Study text:
▼

DistrictDataLabs / yellowbrick

Visual analysis and diagnostic tools to facilitate machine learning model selection.
http://www.scikit-yb.org/
Apache License 2.0
4.3k stars 559 forks source link

Enable plt.close() to clear memory #1231

Closed dilettante8 closed 2 years ago

dilettante8 commented 2 years ago

I've been using Vizualiser to extract the variables elbowvalue and elbowscore for multiple batches of training data. While looping through each batch, the corresponding figure is automatically rendered and plotted which consumes a lot of memory. I suggest enabling the option for plt.close() or even to skip plt.show() to improve performance.

bbengfort commented 2 years ago

Hi, @dilettante8 I'm sorry that no one has responded to your question in so long, we tend to get buried with GitHub alerts. Thank you so much for using Yellowbrick and for your question!

I actually use the KElbow visualizer similarly -- extracting scores without needing the actual visualization. If you just need the scores you only need to call fit() -- you don't need to call show(); additionally if you want to render the complete visualization on the figure without a call to plt.show() you can call finalize(). We use this method to draw Yellowbrick visualizations on multiple axes figures, waiting to show the figure at the end.

Note that if you're using the quick method, you should pass in show=False, e.g. kelbow_visualizer(estimator, X, show=False).

That said, Yellowbrick is a visualization tool, so it will draw to an axes and create a figure, even when simply calling fit(). If you're running your code in a notebook, the notebook may automatically render the axes from the cell even though plt.show has not been called. You have a couple of options here:

  1. Calling plt.close() yourself is perfectly valid and will work with Yellowbrick; any matplotlib changes to the current Axes and figure (which you can also fetch with viz.ax and viz.fig) will be reflected on the yellowbrick visualization.
  2. You can set the matplotlib backend to agg so that nothing will be rendered (not sure if this is respected in a notebook, but it's what we do for testing)
  3. You can pass in a single ax and figure object for each batch and reset it at the end of each batch

Your use case is certainly one we've considered and we appreciate you letting us know that it's an important one to our users! We hope you'll find that Yellowbrick has been thoughtfully designed to handle a variety of scenarios including the one you described!

▲

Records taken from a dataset
▼

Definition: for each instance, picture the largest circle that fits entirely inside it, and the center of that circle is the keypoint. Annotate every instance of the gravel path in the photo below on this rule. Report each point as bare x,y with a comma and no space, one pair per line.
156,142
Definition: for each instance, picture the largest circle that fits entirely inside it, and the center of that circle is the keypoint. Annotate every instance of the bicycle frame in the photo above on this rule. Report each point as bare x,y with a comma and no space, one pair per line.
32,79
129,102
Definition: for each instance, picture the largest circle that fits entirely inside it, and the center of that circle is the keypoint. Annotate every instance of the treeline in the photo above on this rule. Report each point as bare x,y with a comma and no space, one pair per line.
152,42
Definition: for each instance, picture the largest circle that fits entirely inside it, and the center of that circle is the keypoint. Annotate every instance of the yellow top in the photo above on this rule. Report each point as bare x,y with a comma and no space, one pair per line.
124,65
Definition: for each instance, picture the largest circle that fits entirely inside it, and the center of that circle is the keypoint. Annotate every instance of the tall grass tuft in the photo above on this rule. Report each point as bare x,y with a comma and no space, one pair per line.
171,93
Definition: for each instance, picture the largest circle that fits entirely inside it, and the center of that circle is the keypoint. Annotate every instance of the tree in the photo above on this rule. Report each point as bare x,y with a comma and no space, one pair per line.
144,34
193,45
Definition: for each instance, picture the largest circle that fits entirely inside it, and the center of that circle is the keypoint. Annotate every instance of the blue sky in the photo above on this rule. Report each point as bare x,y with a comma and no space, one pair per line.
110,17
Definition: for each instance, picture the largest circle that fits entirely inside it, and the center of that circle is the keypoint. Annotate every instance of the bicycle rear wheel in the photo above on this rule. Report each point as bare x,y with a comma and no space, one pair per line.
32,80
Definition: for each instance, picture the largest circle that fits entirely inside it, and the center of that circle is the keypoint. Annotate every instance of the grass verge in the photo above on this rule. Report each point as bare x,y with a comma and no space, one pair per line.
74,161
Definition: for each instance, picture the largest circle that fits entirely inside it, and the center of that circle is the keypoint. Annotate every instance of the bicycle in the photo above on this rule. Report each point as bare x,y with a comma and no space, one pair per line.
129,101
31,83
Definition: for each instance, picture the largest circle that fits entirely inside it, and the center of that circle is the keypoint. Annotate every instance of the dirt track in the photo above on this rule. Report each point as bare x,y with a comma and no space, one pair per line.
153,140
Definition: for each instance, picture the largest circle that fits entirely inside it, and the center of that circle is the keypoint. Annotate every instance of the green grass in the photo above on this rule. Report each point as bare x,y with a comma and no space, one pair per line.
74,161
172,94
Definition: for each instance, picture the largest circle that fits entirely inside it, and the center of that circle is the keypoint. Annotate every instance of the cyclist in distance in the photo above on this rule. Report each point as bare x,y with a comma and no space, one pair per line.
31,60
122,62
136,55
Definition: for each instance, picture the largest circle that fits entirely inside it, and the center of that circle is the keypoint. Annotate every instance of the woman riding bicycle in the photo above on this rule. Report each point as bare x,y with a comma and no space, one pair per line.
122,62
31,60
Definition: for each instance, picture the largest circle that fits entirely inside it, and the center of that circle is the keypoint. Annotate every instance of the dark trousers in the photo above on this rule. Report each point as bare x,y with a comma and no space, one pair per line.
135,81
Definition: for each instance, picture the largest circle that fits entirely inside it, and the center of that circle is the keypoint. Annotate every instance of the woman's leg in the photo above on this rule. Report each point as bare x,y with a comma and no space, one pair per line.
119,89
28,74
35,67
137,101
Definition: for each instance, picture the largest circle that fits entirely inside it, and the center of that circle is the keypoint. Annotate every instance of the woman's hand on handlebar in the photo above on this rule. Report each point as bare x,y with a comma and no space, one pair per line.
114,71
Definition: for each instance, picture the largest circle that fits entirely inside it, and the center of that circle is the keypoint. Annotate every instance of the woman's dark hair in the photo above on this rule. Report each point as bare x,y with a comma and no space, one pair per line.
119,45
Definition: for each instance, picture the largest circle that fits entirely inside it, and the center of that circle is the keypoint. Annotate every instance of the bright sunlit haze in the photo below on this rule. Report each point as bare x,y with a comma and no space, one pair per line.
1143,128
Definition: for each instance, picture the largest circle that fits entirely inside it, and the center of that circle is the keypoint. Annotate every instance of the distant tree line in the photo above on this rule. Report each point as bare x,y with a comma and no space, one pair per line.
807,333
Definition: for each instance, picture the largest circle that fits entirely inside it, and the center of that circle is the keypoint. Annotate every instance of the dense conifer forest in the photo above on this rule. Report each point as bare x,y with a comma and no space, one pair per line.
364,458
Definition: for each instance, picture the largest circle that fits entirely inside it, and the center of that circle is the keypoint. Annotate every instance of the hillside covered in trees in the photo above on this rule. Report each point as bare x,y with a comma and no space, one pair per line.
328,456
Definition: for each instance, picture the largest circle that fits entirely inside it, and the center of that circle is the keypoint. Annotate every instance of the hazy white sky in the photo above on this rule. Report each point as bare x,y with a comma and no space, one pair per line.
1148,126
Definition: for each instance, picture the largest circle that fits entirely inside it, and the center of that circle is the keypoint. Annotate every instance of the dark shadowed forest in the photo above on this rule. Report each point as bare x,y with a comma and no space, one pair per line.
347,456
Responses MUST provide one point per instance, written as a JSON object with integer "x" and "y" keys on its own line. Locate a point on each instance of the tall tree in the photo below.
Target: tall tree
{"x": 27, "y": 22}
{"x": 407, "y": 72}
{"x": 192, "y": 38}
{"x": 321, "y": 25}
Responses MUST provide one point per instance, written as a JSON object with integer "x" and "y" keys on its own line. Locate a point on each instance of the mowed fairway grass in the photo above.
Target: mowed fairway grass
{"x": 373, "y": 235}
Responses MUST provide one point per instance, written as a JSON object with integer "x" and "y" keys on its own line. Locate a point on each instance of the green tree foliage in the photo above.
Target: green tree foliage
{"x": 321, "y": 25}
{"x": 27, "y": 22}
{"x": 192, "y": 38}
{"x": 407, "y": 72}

▲

Exercise prompt: Can you quote the full Yellowbrick issue thread about enabling plt.close(), word for word from start to finish?

Response below:
DistrictDataLabs / yellowbrick

Visual analysis and diagnostic tools to facilitate machine learning model selection.
http://www.scikit-yb.org/
Apache License 2.0
4.3k stars 559 forks source link

Enable plt.close() to clear memory #1231

Closed dilettante8 closed 2 years ago

dilettante8 commented 2 years ago

I've been using Vizualiser to extract the variables elbowvalue and elbowscore for multiple batches of training data. While looping through each batch, the corresponding figure is automatically rendered and plotted which consumes a lot of memory. I suggest enabling the option for plt.close() or even to skip plt.show() to improve performance.

bbengfort commented 2 years ago

Hi, @dilettante8 I'm sorry that no one has responded to your question in so long, we tend to get buried with GitHub alerts. Thank you so much for using Yellowbrick and for your question!

I actually use the KElbow visualizer similarly -- extracting scores without needing the actual visualization. If you just need the scores you only need to call fit() -- you don't need to call show(); additionally if you want to render the complete visualization on the figure without a call to plt.show() you can call finalize(). We use this method to draw Yellowbrick visualizations on multiple axes figures, waiting to show the figure at the end.

Note that if you're using the quick method, you should pass in show=False, e.g. kelbow_visualizer(estimator, X, show=False).

That said, Yellowbrick is a visualization tool, so it will draw to an axes and create a figure, even when simply calling fit(). If you're running your code in a notebook, the notebook may automatically render the axes from the cell even though plt.show has not been called. You have a couple of options here:

  1. Calling plt.close() yourself is perfectly valid and will work with Yellowbrick; any matplotlib changes to the current Axes and figure (which you can also fetch with viz.ax and viz.fig) will be reflected on the yellowbrick visualization.
  2. You can set the matplotlib backend to agg so that nothing will be rendered (not sure if this is respected in a notebook, but it's what we do for testing)
  3. You can pass in a single ax and figure object for each batch and reset it at the end of each batch

Your use case is certainly one we've considered and we appreciate you letting us know that it's an important one to our users! We hope you'll find that Yellowbrick has been thoughtfully designed to handle a variety of scenarios including the one you described!